# Fritzbox 7312 optimieren



## Franzl (18. Januar 2013)

Hey Leute,
seid ich den oben besagten Router von 1und1 habe, dauert es ziemlich lange bis mein Pc per Lan eine Internetverbindung herstellen kann. (bis 5min.) Eine Verbindung zum Router kriege ich in der Zeit auch nicht, weswegen ich denke ich muss noch etwas am router optimieren.

Dazu sei gesagt. WLan funktioniert einwandfrei !?

relevante Hardware:

Fritz Box 7312
Asrock P67 Pro 3 Board

Es ist keine feste Ip Addresse vergeben und auch sonst wurde Im Router noch nichts eingestellt.


----------



## K3n$! (18. Januar 2013)

Schaltest du die Box jedes Mal aus und wieder ein oder dauert das so lang, 
wenn du den PC hochfährst ?

Hab übrigens auch die Box hier, allerdings hab ich bei 1und1 angerufen und die Box gegen eine 7330 tauschen lassen.

Aufgaben
1) Gib aus dem Forenthread zur Fritzbox 7312 den Abschnitt wortgetreu wieder, der bei „## Franzl (18.“ beginnt und bei „noch nichts eingestellt.“ endet.
2) Fasse den Absatz des Forenthreads zur Fritzbox 7312, der mit „Hey Leute“ beginnt, als kurze Stichpunktliste zusammen und behalte dabei die wesentlichen Fakten bei.
3) Gegen welche Box hat K3n$! laut dem Forenthread zur Fritzbox 7312 die eigene Box bei 1und1 tauschen lassen?
Die Datensätze stammen aus einer anderen Quelle.

Datensätze
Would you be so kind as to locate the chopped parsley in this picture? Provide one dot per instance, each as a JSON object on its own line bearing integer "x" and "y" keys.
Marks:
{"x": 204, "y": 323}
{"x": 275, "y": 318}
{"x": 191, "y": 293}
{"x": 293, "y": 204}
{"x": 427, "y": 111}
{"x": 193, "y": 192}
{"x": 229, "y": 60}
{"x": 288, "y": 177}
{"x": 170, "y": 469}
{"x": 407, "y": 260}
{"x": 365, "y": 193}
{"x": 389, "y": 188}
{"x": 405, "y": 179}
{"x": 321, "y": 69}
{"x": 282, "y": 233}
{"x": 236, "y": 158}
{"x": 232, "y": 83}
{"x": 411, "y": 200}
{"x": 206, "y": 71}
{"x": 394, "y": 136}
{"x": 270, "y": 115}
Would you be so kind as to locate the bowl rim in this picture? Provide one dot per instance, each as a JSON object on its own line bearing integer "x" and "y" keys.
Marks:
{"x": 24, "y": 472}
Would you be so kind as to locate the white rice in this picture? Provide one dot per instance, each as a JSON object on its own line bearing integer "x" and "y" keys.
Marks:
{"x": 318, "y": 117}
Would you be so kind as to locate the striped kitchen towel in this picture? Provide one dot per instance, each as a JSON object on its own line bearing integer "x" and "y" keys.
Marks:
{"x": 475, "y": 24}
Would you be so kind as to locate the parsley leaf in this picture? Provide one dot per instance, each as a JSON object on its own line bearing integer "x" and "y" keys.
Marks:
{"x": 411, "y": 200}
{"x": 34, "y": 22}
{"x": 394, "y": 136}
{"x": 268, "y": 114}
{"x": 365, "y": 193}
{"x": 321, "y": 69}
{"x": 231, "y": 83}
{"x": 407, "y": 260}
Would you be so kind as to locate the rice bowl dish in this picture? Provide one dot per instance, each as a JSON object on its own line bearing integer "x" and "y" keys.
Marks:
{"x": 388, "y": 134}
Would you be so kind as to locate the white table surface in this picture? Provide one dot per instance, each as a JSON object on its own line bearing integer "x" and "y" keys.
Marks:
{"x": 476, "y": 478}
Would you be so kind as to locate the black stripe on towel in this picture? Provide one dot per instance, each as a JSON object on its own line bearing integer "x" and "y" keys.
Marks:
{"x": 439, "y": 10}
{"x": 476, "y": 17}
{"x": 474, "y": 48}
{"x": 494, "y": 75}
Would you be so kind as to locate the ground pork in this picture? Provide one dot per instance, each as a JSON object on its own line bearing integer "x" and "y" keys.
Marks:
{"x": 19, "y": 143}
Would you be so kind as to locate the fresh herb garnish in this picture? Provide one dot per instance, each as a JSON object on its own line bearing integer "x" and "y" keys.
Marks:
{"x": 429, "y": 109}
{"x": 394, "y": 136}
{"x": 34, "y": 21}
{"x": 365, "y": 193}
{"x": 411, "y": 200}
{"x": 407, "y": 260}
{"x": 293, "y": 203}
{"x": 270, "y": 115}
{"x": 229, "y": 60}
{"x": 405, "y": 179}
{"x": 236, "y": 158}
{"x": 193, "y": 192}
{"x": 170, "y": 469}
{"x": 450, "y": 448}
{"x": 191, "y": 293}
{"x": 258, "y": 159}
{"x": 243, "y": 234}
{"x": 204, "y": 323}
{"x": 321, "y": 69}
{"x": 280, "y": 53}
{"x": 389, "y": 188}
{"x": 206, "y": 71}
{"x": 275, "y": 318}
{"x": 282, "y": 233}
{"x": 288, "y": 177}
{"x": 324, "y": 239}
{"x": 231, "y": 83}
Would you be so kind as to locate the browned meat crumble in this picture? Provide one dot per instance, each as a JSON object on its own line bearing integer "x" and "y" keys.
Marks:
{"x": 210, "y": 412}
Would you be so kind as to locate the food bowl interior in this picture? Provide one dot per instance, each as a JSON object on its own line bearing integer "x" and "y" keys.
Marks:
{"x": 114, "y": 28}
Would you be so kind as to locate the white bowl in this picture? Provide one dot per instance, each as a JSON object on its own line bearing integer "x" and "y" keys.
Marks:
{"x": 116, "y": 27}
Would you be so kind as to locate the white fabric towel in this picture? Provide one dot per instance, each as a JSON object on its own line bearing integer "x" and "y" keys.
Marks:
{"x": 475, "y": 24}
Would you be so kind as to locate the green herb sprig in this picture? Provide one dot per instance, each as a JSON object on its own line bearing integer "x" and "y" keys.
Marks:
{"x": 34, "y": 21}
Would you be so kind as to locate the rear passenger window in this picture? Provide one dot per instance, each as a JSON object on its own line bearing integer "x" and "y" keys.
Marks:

Antworten je Aufgabe
1)
## Franzl (18. Januar 2013)

Hey Leute,
seid ich den oben besagten Router von 1und1 habe, dauert es ziemlich lange bis mein Pc per Lan eine Internetverbindung herstellen kann. (bis 5min.) Eine Verbindung zum Router kriege ich in der Zeit auch nicht, weswegen ich denke ich muss noch etwas am router optimieren.

Dazu sei gesagt. WLan funktioniert einwandfrei !?

relevante Hardware:

Fritz Box 7312
Asrock P67 Pro 3 Board

Es ist keine feste Ip Addresse vergeben und auch sonst wurde Im Router noch nichts eingestellt.

2)
- Seit der Router von 1und1 im Einsatz ist, braucht der PC per LAN bis zu 5 Minuten für eine Internetverbindung.
- In dieser Zeit ist auch keine Verbindung zum Router möglich.
- Vermutete Ursache: Am Router muss noch etwas optimiert werden.

3) Gegen eine 7330.